Items listed in a dataset
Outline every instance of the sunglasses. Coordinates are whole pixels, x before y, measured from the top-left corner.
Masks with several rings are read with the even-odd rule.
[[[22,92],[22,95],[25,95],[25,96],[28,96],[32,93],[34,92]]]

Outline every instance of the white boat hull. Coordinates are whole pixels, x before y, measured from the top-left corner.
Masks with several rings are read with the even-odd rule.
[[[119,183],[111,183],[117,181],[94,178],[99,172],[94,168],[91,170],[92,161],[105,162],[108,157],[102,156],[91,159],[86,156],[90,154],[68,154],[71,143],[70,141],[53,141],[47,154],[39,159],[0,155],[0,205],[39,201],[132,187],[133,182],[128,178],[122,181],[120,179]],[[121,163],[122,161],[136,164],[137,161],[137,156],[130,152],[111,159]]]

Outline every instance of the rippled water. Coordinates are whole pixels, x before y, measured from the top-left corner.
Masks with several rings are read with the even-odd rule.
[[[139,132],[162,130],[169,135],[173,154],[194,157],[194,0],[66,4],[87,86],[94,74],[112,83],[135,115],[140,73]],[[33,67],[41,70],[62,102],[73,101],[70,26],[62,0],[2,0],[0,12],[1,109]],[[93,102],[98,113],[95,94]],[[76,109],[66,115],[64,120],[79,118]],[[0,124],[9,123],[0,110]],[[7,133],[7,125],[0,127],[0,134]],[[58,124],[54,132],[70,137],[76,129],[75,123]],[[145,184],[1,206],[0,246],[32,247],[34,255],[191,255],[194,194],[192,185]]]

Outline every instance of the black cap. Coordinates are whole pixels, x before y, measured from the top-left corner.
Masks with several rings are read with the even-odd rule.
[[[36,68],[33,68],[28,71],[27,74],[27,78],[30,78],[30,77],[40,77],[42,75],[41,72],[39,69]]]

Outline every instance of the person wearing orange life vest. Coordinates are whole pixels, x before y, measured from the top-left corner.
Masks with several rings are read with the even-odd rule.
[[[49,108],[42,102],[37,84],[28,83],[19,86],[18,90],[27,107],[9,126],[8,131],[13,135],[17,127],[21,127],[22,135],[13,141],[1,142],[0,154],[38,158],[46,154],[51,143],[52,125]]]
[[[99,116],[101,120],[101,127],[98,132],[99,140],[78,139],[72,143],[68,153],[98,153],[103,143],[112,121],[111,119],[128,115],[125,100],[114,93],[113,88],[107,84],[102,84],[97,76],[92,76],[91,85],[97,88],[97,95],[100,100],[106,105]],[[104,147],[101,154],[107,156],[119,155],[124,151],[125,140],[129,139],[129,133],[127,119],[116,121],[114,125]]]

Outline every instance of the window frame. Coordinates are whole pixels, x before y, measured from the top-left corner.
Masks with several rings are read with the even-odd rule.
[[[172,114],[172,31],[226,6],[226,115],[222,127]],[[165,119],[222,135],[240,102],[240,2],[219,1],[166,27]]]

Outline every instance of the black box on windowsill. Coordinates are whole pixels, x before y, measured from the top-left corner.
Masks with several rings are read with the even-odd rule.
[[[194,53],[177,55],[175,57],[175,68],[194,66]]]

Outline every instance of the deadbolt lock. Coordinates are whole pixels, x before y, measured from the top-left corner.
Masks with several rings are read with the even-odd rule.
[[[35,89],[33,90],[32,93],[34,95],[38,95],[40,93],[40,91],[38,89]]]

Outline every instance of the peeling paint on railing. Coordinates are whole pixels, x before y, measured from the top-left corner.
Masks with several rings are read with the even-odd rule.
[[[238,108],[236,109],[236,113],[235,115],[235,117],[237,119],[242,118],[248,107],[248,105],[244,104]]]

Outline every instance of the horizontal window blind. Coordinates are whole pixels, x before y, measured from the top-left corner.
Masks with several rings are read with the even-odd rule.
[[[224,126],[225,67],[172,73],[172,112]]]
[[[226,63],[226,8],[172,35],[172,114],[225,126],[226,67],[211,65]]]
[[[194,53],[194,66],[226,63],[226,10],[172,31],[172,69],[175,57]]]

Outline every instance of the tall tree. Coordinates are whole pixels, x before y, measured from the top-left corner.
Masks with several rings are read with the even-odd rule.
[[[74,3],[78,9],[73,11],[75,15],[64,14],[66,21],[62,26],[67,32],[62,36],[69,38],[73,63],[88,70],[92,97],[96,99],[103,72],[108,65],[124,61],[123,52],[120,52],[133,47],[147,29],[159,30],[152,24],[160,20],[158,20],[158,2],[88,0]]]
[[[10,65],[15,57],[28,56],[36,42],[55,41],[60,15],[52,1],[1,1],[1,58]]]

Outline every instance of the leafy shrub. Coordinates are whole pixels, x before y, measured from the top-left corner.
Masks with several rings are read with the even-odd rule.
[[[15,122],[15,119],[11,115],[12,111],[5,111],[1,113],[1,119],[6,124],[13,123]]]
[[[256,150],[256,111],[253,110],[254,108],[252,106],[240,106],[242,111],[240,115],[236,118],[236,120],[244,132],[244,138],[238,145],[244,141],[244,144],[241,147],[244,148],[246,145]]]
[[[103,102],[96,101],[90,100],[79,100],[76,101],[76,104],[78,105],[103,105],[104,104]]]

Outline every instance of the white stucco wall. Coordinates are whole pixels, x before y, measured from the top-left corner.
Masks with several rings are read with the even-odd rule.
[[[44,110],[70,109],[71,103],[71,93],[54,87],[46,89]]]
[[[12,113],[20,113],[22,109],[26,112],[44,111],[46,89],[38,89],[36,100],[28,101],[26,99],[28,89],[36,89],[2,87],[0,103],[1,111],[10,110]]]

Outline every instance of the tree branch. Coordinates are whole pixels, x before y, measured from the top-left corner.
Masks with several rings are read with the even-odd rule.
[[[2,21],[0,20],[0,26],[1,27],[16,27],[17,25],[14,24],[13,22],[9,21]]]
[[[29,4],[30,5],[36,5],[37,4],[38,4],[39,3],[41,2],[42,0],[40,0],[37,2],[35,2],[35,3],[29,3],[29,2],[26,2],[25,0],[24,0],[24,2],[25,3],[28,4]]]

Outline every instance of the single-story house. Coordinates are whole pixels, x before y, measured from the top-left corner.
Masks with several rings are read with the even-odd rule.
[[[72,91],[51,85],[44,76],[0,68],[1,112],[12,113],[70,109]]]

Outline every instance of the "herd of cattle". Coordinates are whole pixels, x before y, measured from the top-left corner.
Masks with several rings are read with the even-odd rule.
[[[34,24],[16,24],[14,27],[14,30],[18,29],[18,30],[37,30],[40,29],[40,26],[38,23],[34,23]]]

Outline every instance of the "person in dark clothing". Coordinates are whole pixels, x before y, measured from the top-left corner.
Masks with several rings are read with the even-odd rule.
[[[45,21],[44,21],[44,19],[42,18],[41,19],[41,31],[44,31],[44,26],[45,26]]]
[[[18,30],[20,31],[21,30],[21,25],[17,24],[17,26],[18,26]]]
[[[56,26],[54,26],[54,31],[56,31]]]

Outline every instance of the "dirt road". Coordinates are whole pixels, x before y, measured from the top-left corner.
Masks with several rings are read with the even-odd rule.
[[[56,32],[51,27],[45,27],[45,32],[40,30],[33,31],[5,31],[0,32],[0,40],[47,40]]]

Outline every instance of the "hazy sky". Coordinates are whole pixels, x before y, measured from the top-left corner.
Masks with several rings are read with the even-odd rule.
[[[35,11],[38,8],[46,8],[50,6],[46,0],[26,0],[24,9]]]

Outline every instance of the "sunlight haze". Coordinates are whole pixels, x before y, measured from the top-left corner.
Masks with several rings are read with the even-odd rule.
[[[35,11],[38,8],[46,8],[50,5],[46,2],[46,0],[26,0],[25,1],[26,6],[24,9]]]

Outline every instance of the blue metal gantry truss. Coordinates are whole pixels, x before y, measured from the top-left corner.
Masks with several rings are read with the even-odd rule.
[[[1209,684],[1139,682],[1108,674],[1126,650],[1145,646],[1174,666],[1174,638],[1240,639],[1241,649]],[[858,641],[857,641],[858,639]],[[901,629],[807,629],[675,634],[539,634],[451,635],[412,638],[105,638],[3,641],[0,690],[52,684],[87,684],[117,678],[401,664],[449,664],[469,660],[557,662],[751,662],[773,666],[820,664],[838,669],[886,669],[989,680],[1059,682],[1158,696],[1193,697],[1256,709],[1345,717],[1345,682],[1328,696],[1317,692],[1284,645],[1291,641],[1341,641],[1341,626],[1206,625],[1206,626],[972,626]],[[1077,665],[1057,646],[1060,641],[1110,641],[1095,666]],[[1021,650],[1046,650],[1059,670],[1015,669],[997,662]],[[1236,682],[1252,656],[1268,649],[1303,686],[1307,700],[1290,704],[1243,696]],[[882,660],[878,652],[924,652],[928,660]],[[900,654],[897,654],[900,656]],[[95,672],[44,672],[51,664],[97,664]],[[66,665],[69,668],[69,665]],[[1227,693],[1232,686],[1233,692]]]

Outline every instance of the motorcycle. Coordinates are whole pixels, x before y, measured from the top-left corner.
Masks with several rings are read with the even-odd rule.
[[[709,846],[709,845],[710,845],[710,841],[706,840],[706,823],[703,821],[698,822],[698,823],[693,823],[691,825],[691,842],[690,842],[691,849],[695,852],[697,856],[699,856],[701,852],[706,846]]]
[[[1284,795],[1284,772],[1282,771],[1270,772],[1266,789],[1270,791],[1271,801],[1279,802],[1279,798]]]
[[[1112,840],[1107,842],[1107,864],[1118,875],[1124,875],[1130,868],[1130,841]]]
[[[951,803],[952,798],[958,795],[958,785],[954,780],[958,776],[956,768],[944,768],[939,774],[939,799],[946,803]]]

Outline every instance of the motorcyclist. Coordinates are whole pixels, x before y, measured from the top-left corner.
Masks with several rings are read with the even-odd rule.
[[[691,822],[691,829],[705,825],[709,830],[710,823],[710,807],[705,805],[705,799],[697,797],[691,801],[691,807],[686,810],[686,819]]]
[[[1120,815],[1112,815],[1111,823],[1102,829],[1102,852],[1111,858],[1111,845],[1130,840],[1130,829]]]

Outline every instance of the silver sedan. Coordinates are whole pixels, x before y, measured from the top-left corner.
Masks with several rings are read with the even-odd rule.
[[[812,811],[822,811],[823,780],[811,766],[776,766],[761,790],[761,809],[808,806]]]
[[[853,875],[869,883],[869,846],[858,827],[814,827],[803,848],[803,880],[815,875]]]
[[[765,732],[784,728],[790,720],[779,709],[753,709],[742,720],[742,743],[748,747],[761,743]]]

__PROBLEM DESCRIPTION__. Your task is to extract the lines running from the one with "Outline every instance of the motorcyclist." to the end of the material, inclusive, copying each exactly and adding nothing.

__OUTPUT__.
Outline every instance of the motorcyclist. Coordinates are whole pixels, x before y, measured from the top-left corner.
Masks with several rings are read with the even-odd rule.
[[[691,822],[691,829],[705,825],[709,830],[710,823],[710,807],[705,805],[705,799],[697,797],[691,801],[691,807],[686,810],[686,819]]]
[[[1120,815],[1112,815],[1111,823],[1102,829],[1102,852],[1111,858],[1111,845],[1130,840],[1130,829]]]

Outline every instance of the silver sedan. Coordinates are whole pixels, x before y, measured from the top-left corner.
Masks with several rings are read with the even-odd rule.
[[[812,811],[822,811],[823,780],[811,766],[776,766],[761,790],[761,809],[808,806]]]
[[[853,875],[869,883],[869,846],[858,827],[814,827],[803,848],[803,880],[815,875]]]
[[[765,732],[784,728],[790,720],[779,709],[753,709],[742,720],[742,743],[748,747],[761,743]]]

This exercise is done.